L’amour longtemps captif prend enfin sa revanche ; et c’est la sévère Anna qui raconte ses combats dans des confidences brûlantes à son trop respectueux amant. Par une singulière interversion des rôles, c’est elle qui caresse les boucles de cheveux du nouvel époux, lui tresse des couronnes de feuilles vertes, et couvre sa bouche de baisers. C’est le triomphe de la nature et de la passion sur les consécrations religieuses et le formalisme officiel.

Sur ces entrefaites la guerre éclate entre Albert de Brandebourg, grand maître de l’ordre teutonique, et le roi Sigismond. Les lansquenets soutiennent la cause allemande dans un combat où notre héros a la main coupée. Pour comble d’infortune, son père refuse de reconnaître son mariage. Il faut toute l’influence de Luther, que M. Freytag met en scène à la fin, et ses discours d’une savante casuistique, pour faire accepter au vieillard obstiné la mésalliance de son fils. Une fois engagé dans la voie des concessions, Marcus Koenig ne s’arrête plus ; il abjure le catholicisme, à la suite d’un voyage à Rome, où il a vu de trop près les coulisses et l’envers du décor sur le grand théâtre du Vatican.

**CONSIGNES**
1) Répondez à ces questions sur l’extrait :
(a) Qui raconte ses combats dans des confidences brûlantes à son amant ?
(b) Entre qui la guerre éclate-t-elle ?
(c) Dans quelle ville Marcus Koenig a-t-il voyagé avant d’abjurer le catholicisme ?
2) Recopiez le passage de l’extrait qui va de « L’amour longtemps captif » à « le formalisme officiel. ».

**DONNÉES FOURNIES**
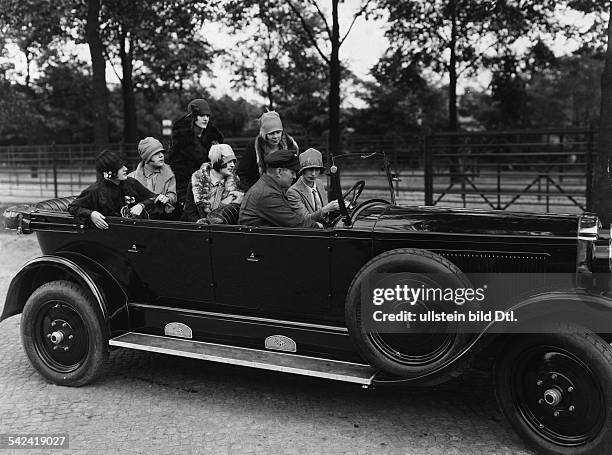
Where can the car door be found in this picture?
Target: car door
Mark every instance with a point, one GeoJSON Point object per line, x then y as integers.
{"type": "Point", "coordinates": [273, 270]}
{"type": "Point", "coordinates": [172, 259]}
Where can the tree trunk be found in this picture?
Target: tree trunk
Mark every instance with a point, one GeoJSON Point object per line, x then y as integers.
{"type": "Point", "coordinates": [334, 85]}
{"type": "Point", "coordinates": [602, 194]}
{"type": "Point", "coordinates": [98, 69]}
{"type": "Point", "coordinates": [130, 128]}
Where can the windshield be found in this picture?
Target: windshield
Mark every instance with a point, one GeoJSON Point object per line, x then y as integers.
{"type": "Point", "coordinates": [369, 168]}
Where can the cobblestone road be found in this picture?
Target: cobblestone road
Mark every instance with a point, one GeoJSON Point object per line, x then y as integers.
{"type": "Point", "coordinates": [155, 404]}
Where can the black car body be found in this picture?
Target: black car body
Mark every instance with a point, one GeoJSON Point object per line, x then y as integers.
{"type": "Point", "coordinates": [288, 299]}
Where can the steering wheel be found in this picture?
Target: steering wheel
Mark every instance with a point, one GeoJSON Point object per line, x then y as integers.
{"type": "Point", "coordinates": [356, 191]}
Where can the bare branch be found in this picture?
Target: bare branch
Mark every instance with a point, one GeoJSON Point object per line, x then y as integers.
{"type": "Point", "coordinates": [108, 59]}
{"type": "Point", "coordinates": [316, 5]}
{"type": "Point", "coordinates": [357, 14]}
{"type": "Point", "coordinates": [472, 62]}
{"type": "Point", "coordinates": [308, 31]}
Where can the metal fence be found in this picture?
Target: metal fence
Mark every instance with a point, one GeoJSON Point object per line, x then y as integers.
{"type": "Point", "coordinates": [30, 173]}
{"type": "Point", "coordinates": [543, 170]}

**RÉPONSES ATTENDUES**
1)
(a) La sévère Anna.
(b) Entre Albert de Brandebourg, grand maître de l’ordre teutonique, et le roi Sigismond.
(c) À Rome.

2)
L’amour longtemps captif prend enfin sa revanche ; et c’est la sévère Anna qui raconte ses combats dans des confidences brûlantes à son trop respectueux amant. Par une singulière interversion des rôles, c’est elle qui caresse les boucles de cheveux du nouvel époux, lui tresse des couronnes de feuilles vertes, et couvre sa bouche de baisers. C’est le triomphe de la nature et de la passion sur les consécrations religieuses et le formalisme officiel.